» SELECTION:
BASSETERRE, St Kitts (WINN) -- Business has not exactly taken off with a bang for new airline Phoenix Airways. The St Kitts-based airline, which began flights on July 16, reports that its flights are on average about a quarter full. CEO Neville Gumbs said, however, that he expects business to pick up.

“We are slowly growing; we are currently partnering with the Latin Fest and looking forward to working with the Latin Fest community to bring persons in for the show. We have recently launched our service to San Juan starting the 1st of September and our service to St Croix starting the 1st of October,” Gumbs said.

Gumbs says business is picking up gradually.

“Persons are slowly learning about the company and its slowly growing. Probably it’s a bit because persons have already purchased their tickets in advance. It’s slowly picking up,” Gumbs added.

He expects business to pick up towards the winter season for carnival and said the airline is still keen on working with the government.

“We are still looking into the possibilities of working with the government. We are still working with the tourism board and we have recently started negotiating with the tourism board in Nevis,” Gumbs said. “There is need for improvement and we are looking forward to their support in the negotiation process but there is nothing concrete at this time.”

The new airline has been welcomed by Dwyer Astaphan, a former tourism minister. However, he warned that it may face challenging times.

“We always welcome the airlift. We all remember that the airlift is one of the crucial issues that have been really giving us headaches over the years, particularly inter-regional airlift. It’s very expensive,” Astaphan said.

“While I certainly wish Phoenix the best and congratulate their investors and the countries for partnering in this effort, I fear that inter-regional airlift cannot in this climate of high cost survive unless it is in some way subsidized. I don’t really don’t see a way out,” he lamented.

Astaphan said airlines like Phoenix could have been getting help today if an idea for a regional fund mooted more than a decade ago had been established.

“So if a ship sails out of Miami for six days, seven days whatever it is, or Puerto Rico it would pay a levy equal to maybe 10% of the ticket or even less than that $20 per head. So if you are a family of six leaving on a seven night cruise in addition to your taxes and other things, you pay $140 on top of your ticket,” explained Astaphan.

“By my estimation, when we did that -- which would have been maybe 10, 13 years ago -- the region would have been able to raise $150 million dollars a year which would be put into a fund, managed by all of the parties including the cruise lines, the air carriers, the Caribbean hotel association, governments, stakeholders and so forth and you hire professional fund management. The money would be used, among other things to fund and support airlift in the region which then was extremely expensive and I think have become even more so today,” he said.

The former tourism minister said the plan fell through because the cruise lines were opposed to it and they were able to influence the prime ministers of the region against establishing such a fund, which could have been used to subsidize Phoenix Airways and others.

Phoenix is offering direct flights to Aruba, Barbados, St Maarten, Nevis, Antigua, Anguilla and Dominica from St Kitts, with connecting services to the Dominican Republic and Tortola. The company has a four aircraft fleet and says its prices are competitive.

» EXERCISE MATERIAL:
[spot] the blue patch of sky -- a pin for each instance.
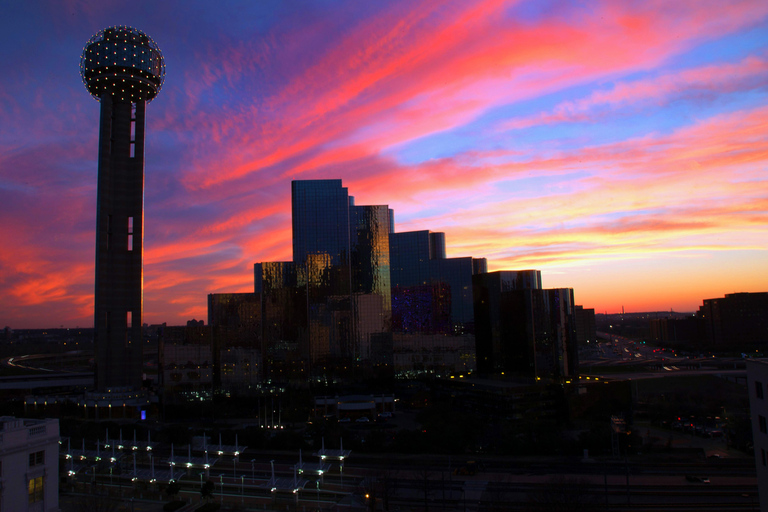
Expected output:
(726, 49)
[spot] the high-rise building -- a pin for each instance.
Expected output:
(757, 387)
(336, 291)
(235, 325)
(432, 315)
(123, 69)
(523, 330)
(736, 319)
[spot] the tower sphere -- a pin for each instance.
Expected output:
(124, 62)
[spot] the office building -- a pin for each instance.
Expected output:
(738, 319)
(432, 310)
(235, 323)
(522, 330)
(123, 69)
(331, 305)
(29, 465)
(757, 386)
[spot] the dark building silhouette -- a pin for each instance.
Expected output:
(736, 319)
(123, 69)
(359, 296)
(677, 332)
(432, 312)
(235, 326)
(523, 330)
(586, 328)
(336, 291)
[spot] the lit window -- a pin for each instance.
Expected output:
(35, 489)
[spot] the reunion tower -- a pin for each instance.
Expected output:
(123, 69)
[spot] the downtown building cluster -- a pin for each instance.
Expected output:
(359, 299)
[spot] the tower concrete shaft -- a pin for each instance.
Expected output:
(119, 244)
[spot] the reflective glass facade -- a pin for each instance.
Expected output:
(331, 306)
(235, 323)
(320, 210)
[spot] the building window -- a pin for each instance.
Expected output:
(130, 233)
(35, 489)
(37, 458)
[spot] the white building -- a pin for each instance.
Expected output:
(29, 465)
(757, 386)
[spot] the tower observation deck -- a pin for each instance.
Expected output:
(123, 69)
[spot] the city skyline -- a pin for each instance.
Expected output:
(619, 149)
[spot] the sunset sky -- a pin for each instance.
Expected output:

» SET OF TASKS:
**A)** According to the article on Phoenix Airways, on what date did the airline begin flights?
**B)** Reproduce everything in the listing from the line containing "[spot] the office" down to the end of the listing, including both ends.

» ANSWERS PROVIDED:
**A)** July 16

**B)**
[spot] the office building -- a pin for each instance.
Expected output:
(738, 319)
(432, 310)
(235, 323)
(522, 330)
(123, 69)
(331, 305)
(29, 465)
(757, 386)
[spot] the dark building silhouette -- a pin for each instance.
Expected output:
(736, 319)
(123, 69)
(359, 296)
(677, 332)
(432, 312)
(235, 326)
(523, 330)
(586, 328)
(336, 291)
[spot] the lit window -- a pin for each instance.
Expected output:
(35, 489)
[spot] the reunion tower -- a pin for each instance.
Expected output:
(123, 69)
[spot] the downtown building cluster -- a pin for each instance.
Expected output:
(359, 299)
[spot] the tower concrete shaft -- a pin for each instance.
Expected output:
(119, 244)
[spot] the reflective glass facade -- a pin for each instance.
Expected output:
(331, 306)
(235, 323)
(320, 210)
[spot] the building window -- a pin for each instance.
Expected output:
(130, 233)
(35, 489)
(37, 458)
[spot] the white building -- a pin for each instance.
Expected output:
(29, 465)
(757, 386)
[spot] the tower observation deck -- a pin for each instance.
Expected output:
(123, 69)
[spot] the city skyline -- a pin for each instance.
Expected output:
(619, 149)
[spot] the sunset sky -- a pin for each instance.
Expected output:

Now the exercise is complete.